_What is needed_
Can you reproduce every one of the entries below, line for line and without any changes?
** START Record list **
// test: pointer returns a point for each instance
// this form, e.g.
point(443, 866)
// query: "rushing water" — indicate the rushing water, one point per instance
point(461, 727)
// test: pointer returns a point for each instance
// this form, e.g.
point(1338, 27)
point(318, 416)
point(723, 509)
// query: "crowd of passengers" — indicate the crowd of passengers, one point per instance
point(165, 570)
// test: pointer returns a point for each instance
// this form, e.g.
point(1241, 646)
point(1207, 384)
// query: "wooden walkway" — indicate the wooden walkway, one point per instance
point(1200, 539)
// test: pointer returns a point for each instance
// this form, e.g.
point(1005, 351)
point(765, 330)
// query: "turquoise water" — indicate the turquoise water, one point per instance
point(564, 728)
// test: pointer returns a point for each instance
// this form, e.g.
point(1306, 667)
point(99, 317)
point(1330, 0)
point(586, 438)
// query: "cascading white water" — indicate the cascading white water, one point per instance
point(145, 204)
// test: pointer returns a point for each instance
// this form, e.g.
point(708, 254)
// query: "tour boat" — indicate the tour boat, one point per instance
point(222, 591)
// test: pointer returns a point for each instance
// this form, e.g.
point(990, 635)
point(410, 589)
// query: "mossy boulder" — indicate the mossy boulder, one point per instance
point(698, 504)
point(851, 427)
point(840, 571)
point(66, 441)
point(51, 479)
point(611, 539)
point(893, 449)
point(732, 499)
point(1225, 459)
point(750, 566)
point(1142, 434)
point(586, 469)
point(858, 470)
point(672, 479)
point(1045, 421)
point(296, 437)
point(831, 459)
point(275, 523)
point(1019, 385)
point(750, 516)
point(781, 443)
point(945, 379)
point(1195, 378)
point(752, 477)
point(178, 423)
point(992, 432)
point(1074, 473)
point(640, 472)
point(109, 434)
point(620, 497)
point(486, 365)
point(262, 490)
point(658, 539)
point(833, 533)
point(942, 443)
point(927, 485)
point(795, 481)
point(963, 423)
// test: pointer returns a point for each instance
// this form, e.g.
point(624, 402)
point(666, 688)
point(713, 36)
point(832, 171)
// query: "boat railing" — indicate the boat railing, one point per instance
** END Record list **
_Response to this task_
// test: pointer returns a point for each instance
// this form, e.g.
point(443, 866)
// query: "rushing water" — indicate the rushing water, one point per instance
point(461, 727)
// test: pointer returns a point for each instance
// this form, e.g.
point(1338, 27)
point(318, 416)
point(723, 509)
// query: "crowd of passengers" — indicate the crowd of passengers, one point per instance
point(165, 570)
// test: pointer returns a point for each instance
// this form, e.g.
point(1241, 646)
point(1207, 384)
// query: "wooden walkway" — indicate the wooden walkway, one point per instance
point(1200, 539)
// test: pointer returns a point for each instance
// this form, e.g.
point(1005, 351)
point(765, 330)
// query: "turquoise water" — indicate the turquoise water, one point per instance
point(564, 728)
// test: pointer returns a point for each instance
// this form, e.g.
point(1306, 667)
point(99, 317)
point(1330, 0)
point(586, 438)
// query: "cascading white water" — indicate the cascading white water, one point per instance
point(145, 204)
// test: pointer returns a point for each instance
// this form, e.g.
point(708, 254)
// query: "tour boat" — indicate the tour boat, one point per instance
point(222, 591)
// test: pointer returns a point for each instance
// this form, e.g.
point(990, 635)
point(410, 589)
// query: "mossy boulder" — indicate the mossy boulder, one point per instance
point(698, 504)
point(851, 427)
point(840, 571)
point(66, 441)
point(51, 479)
point(611, 539)
point(893, 449)
point(732, 499)
point(1225, 459)
point(750, 566)
point(1142, 434)
point(586, 469)
point(858, 470)
point(672, 479)
point(1045, 421)
point(296, 437)
point(831, 459)
point(275, 523)
point(1019, 385)
point(750, 516)
point(781, 443)
point(945, 379)
point(1195, 378)
point(752, 477)
point(178, 423)
point(992, 432)
point(1074, 473)
point(640, 472)
point(109, 434)
point(620, 497)
point(486, 365)
point(262, 490)
point(658, 539)
point(833, 533)
point(942, 443)
point(927, 485)
point(795, 481)
point(963, 423)
// test: pointer returns a point for each instance
// this form, e.g.
point(624, 402)
point(666, 688)
point(713, 36)
point(832, 171)
// query: "boat railing" — indicate the boat railing, one point per instance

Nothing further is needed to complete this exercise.